───── Source records

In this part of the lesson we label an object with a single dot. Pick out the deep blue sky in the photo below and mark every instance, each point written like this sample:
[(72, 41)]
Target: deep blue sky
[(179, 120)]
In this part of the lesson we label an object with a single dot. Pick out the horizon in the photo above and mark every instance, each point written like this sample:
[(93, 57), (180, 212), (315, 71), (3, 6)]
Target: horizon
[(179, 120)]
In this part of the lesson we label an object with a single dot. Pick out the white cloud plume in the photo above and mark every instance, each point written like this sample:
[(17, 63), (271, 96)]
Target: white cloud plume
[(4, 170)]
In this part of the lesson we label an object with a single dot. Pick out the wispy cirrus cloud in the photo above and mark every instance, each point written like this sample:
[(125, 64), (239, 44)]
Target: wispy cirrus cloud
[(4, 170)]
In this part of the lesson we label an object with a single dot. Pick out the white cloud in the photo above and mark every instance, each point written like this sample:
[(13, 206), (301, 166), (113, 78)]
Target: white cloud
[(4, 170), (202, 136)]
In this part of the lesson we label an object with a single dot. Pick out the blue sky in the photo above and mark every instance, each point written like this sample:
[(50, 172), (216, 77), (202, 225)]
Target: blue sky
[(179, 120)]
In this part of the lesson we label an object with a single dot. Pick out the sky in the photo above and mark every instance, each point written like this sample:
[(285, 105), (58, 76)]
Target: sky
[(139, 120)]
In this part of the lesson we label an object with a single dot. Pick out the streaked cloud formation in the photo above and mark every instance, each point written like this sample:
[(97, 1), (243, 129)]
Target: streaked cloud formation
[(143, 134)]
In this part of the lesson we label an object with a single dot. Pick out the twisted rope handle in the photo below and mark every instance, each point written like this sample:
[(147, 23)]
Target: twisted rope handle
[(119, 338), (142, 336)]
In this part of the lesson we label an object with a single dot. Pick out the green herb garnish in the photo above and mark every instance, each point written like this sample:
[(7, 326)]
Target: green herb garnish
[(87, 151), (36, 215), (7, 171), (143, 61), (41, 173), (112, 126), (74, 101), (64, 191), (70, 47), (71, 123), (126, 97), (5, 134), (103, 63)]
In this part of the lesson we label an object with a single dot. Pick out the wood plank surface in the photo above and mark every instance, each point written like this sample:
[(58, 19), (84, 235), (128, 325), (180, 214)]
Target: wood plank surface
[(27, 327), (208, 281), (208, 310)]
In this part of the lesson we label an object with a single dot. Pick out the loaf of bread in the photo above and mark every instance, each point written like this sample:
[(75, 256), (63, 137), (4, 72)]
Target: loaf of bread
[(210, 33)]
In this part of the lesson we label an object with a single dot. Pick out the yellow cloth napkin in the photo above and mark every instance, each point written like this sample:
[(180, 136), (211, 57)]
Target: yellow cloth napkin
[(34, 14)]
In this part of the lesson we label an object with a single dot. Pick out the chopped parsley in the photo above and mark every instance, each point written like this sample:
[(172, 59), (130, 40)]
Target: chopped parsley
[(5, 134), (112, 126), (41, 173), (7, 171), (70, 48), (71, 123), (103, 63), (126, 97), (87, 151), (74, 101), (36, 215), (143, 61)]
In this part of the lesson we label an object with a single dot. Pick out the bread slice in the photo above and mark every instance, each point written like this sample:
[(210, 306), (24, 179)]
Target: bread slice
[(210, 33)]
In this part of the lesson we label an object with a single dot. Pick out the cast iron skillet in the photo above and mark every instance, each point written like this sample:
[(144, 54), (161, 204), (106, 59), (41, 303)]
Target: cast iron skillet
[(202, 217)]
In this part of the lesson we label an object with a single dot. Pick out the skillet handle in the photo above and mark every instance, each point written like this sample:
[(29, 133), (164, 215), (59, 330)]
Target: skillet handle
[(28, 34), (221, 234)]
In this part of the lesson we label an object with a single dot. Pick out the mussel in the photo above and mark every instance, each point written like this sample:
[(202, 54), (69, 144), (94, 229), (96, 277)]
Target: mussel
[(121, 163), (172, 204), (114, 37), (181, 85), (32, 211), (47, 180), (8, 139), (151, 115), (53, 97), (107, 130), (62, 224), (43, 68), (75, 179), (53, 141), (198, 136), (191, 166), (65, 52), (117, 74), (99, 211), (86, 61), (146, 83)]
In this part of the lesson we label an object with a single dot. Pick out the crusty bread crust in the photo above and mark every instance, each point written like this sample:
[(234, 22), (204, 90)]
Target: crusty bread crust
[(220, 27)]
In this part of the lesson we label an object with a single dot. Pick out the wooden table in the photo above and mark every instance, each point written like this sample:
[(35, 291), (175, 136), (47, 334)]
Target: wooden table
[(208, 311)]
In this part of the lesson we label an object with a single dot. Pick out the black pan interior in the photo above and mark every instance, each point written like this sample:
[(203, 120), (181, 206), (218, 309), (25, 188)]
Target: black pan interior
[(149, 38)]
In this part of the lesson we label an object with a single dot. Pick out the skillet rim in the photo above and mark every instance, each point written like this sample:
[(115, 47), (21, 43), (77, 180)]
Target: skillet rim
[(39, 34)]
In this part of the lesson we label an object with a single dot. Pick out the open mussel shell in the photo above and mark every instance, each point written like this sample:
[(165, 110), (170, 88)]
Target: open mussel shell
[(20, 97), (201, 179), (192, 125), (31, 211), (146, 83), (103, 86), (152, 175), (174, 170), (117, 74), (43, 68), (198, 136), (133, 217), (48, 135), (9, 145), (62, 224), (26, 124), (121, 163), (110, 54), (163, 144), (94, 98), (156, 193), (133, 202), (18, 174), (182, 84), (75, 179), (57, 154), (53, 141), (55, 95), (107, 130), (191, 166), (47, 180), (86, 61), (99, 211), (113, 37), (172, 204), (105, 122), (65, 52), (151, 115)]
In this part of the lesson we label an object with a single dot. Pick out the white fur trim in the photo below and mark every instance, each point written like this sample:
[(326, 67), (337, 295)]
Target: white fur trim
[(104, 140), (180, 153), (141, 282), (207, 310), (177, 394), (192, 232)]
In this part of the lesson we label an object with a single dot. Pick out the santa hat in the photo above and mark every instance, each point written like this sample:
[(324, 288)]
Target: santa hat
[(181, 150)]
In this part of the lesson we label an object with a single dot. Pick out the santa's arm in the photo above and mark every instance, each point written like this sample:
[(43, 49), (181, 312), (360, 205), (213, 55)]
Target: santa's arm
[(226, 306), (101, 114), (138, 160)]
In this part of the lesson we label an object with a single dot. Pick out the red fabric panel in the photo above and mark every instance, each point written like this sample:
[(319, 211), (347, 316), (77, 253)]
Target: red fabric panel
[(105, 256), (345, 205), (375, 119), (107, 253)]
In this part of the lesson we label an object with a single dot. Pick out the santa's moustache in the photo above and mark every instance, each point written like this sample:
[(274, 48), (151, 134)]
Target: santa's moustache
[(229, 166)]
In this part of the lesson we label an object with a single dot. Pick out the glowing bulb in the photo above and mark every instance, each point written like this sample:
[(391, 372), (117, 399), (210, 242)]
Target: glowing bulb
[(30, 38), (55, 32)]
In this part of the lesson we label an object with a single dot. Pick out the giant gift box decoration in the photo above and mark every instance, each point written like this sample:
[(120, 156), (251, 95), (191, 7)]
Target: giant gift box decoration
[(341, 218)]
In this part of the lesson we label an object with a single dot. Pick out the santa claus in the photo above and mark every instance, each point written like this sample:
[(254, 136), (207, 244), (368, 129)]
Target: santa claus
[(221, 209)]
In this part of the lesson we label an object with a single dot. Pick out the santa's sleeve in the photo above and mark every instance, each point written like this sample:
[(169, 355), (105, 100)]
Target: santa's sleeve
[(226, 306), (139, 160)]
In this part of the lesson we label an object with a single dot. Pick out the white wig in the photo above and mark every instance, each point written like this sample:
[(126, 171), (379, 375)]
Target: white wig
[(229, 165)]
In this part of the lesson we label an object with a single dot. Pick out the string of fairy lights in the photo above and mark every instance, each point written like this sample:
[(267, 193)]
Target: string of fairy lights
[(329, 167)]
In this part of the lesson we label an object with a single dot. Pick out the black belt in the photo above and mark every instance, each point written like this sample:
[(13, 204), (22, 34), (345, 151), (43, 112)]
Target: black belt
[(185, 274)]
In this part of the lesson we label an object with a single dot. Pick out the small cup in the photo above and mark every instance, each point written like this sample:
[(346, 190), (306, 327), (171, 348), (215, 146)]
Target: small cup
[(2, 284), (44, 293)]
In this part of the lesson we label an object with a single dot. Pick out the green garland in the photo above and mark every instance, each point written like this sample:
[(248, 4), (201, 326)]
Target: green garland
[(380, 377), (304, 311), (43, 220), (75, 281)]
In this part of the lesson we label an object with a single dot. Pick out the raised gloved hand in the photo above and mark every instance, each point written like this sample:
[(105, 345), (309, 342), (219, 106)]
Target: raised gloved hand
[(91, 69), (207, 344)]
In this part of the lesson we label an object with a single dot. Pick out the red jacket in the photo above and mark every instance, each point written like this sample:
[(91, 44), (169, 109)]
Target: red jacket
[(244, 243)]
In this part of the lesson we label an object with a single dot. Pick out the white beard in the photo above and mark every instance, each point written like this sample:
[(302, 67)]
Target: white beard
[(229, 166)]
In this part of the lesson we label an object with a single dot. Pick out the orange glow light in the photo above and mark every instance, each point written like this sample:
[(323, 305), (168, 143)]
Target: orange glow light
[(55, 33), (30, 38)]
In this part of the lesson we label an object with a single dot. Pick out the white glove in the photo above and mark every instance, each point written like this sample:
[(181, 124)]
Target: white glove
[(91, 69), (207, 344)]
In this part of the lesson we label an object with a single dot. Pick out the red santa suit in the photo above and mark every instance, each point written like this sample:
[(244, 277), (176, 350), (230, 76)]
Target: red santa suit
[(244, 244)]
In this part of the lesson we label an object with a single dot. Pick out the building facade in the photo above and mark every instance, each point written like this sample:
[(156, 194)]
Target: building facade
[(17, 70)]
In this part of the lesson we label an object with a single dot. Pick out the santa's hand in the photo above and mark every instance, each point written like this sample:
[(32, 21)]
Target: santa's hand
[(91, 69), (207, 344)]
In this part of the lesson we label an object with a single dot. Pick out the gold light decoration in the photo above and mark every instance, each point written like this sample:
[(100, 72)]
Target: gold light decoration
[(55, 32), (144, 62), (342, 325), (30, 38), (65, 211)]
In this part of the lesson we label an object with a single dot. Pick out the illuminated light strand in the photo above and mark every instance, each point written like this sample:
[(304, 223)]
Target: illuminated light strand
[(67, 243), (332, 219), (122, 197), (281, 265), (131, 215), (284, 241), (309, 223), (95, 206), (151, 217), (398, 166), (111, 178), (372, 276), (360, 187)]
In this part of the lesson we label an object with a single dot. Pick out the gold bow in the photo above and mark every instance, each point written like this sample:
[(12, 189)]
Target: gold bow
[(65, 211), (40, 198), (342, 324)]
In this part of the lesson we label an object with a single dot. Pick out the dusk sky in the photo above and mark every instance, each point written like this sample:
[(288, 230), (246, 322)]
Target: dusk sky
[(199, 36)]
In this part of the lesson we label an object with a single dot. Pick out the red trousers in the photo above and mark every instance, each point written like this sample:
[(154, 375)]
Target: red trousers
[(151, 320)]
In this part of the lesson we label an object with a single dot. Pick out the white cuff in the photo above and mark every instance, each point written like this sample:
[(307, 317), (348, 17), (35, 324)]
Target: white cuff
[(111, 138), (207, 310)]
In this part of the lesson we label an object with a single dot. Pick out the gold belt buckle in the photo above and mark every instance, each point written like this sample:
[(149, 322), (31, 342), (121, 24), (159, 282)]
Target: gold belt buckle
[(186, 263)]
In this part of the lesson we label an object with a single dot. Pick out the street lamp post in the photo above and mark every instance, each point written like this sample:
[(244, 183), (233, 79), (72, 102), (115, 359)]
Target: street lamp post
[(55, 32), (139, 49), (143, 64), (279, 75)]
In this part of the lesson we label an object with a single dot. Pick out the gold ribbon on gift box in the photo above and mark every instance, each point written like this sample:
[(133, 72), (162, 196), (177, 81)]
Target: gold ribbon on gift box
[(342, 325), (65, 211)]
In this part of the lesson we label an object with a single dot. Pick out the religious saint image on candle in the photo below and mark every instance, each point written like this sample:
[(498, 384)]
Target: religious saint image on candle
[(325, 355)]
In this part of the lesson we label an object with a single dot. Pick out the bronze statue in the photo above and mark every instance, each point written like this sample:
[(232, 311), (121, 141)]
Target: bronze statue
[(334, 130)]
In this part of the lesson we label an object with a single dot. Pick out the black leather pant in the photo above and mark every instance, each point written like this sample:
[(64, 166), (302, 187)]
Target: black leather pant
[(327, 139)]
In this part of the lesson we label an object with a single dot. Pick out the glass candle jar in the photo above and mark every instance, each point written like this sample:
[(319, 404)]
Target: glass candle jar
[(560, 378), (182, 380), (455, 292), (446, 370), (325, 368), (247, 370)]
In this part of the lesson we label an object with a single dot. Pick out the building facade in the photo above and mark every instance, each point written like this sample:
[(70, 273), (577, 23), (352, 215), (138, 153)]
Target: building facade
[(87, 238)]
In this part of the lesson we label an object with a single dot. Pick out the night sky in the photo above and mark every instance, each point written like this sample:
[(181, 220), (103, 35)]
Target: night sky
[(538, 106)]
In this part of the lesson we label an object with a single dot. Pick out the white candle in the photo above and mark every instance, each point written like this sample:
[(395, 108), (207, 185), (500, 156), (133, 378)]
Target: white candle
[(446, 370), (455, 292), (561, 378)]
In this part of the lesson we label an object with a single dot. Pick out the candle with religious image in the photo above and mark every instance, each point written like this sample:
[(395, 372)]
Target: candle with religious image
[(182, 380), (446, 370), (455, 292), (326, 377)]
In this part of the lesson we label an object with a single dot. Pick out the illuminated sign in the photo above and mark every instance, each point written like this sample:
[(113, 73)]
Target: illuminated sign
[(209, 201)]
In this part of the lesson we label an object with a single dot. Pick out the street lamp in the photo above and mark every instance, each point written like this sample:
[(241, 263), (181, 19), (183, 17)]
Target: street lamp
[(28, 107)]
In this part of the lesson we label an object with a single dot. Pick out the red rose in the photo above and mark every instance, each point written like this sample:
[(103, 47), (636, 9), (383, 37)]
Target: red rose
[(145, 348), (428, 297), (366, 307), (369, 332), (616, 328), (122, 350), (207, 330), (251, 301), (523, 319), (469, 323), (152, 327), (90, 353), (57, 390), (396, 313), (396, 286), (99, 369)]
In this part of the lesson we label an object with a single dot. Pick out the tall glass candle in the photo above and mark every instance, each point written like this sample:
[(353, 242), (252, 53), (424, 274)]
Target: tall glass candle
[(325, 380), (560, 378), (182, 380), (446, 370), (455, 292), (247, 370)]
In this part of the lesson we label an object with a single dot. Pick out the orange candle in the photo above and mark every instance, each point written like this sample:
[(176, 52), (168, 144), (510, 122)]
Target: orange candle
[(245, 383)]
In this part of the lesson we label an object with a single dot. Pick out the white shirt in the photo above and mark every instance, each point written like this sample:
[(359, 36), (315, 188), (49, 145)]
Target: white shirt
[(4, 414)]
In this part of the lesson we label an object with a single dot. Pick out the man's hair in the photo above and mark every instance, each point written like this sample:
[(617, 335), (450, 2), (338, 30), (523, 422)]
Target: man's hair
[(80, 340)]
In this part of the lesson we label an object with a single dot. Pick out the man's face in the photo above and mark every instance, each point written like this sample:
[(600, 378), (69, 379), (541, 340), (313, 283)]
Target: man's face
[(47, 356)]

──────────

Copy exactly the lines of the listing above, beginning at the line with "the orange candle" and ending at its final line; write out nothing else.

**The reply**
In this part of the lesson we label an object with a single dot. Pick out the orange candle in the photo above and mark every instance, each point written like this sample:
[(176, 52), (168, 144), (510, 122)]
Target: orange candle
[(245, 383)]
In this part of the lesson we label an object with a single dot. Pick out the white shirt in the photo above and mark every instance, each point written like this sample:
[(359, 36), (315, 188), (49, 145)]
Target: white shirt
[(4, 414)]
In this part of the lesson we label an object with a single dot. Pick out the man's hair in the photo above and mark every instance, each point written like this sample:
[(617, 335), (450, 2), (338, 30), (523, 422)]
Target: man's hair
[(80, 340)]
In this part of the lesson we label an object with a single dot. Pick out the man's face in the photo above and mark every instance, each point written like this sample:
[(600, 378), (69, 379), (541, 340), (313, 283)]
Target: man's face
[(47, 356)]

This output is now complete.